#### What to do
Print the line containing "Run detection on cloud bank" and every line after it exactly as written, through the end of the records.

::::::

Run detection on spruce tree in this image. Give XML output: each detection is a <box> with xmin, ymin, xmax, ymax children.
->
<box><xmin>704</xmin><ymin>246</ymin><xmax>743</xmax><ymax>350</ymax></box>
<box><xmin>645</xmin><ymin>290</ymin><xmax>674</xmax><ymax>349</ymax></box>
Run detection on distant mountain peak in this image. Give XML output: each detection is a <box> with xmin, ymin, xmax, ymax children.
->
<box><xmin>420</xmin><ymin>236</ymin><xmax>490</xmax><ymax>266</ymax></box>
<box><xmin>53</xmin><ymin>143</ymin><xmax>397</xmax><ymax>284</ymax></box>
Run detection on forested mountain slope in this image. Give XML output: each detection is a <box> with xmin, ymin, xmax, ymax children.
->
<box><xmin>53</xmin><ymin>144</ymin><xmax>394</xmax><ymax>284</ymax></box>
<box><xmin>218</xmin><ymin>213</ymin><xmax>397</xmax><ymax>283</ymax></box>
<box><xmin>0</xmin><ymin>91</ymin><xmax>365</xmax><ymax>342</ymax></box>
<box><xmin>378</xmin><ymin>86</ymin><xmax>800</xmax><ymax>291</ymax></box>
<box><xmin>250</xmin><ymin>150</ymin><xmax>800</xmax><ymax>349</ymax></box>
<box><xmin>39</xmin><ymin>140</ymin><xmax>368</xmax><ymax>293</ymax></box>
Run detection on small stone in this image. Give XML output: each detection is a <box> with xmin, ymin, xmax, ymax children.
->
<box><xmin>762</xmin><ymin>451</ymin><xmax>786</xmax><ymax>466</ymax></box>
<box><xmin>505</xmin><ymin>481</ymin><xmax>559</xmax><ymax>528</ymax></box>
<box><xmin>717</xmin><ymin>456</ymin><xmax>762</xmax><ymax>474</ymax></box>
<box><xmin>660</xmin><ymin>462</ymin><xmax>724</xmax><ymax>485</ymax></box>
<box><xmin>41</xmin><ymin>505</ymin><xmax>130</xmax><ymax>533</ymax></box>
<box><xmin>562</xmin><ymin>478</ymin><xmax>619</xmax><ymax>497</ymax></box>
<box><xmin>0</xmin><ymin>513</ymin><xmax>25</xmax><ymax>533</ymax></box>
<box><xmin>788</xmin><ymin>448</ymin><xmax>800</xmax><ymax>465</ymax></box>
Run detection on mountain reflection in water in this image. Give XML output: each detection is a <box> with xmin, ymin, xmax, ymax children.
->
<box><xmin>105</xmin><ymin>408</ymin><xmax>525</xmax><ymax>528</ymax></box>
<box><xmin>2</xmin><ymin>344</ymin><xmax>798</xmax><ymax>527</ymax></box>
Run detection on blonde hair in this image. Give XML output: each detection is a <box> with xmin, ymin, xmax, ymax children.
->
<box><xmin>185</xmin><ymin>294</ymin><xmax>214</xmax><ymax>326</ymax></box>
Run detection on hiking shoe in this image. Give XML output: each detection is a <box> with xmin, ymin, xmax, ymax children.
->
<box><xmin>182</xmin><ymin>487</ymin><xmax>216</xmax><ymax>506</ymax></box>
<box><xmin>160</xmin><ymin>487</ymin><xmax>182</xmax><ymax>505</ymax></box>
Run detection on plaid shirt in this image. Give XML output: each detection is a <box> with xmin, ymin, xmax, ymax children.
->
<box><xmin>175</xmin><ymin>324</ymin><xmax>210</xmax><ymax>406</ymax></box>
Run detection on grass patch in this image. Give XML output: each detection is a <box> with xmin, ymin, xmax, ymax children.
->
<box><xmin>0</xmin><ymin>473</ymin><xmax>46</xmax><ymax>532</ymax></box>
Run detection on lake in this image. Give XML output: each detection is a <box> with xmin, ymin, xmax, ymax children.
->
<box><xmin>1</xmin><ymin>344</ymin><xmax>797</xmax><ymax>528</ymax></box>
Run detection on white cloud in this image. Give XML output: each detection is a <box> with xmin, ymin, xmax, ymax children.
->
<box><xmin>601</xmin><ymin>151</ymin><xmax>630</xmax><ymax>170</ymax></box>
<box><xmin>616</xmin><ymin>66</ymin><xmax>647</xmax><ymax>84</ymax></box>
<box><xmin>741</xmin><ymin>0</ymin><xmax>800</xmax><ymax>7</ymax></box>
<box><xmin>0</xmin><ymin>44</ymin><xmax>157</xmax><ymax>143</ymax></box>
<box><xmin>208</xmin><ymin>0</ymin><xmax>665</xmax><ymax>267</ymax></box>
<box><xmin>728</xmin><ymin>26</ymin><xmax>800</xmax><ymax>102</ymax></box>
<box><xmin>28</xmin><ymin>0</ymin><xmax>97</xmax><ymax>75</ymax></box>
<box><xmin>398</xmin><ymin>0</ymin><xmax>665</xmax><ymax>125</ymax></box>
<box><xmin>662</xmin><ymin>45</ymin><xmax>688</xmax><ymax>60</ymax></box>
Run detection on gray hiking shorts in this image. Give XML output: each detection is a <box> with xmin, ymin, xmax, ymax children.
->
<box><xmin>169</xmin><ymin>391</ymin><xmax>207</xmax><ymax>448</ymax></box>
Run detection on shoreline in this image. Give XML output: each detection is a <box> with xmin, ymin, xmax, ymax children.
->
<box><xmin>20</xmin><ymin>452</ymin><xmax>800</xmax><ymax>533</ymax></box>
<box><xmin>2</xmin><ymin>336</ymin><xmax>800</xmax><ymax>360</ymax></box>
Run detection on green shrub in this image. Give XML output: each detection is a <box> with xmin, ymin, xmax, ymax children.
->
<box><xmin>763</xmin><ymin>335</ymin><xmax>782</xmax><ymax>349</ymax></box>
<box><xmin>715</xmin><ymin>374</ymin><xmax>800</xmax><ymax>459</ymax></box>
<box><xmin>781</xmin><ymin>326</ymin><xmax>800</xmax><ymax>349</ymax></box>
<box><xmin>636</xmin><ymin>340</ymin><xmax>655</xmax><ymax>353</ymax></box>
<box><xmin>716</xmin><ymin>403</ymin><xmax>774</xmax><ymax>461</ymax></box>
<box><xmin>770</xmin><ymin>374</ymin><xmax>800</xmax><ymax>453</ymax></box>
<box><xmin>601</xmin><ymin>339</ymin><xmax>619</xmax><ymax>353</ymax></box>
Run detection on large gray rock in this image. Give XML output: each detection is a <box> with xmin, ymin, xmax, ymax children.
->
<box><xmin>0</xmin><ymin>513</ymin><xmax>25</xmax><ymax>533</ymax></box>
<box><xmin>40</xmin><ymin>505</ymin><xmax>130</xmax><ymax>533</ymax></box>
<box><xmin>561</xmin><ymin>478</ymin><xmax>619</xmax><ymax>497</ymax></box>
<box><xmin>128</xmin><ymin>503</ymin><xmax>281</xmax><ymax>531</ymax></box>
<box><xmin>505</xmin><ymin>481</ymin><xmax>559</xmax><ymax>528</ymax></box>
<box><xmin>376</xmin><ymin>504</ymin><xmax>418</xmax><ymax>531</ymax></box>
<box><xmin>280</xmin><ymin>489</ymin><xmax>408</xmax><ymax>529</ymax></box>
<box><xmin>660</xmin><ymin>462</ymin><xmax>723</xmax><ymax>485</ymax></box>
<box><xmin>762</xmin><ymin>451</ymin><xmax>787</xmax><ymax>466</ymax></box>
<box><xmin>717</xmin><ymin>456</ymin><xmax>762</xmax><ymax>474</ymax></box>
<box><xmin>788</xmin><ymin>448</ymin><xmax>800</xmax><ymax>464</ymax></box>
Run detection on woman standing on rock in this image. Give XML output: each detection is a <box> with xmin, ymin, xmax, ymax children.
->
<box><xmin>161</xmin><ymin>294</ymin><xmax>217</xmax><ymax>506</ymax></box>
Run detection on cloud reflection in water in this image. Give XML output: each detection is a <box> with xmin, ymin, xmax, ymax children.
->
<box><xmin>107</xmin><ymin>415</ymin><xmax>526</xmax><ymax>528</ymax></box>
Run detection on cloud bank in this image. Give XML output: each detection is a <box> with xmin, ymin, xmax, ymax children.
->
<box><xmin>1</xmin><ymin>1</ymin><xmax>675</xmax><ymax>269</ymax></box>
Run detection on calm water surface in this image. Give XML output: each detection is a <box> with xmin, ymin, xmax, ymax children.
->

::::::

#### Reply
Run detection on cloud bank in this image. Give XML output: each detection is a <box> with xmin, ymin, xmax, ymax children.
->
<box><xmin>1</xmin><ymin>1</ymin><xmax>675</xmax><ymax>269</ymax></box>
Run detection on calm water surface in this image. Give XML output: each detection is a <box> with xmin, ymin, xmax, ymax children.
->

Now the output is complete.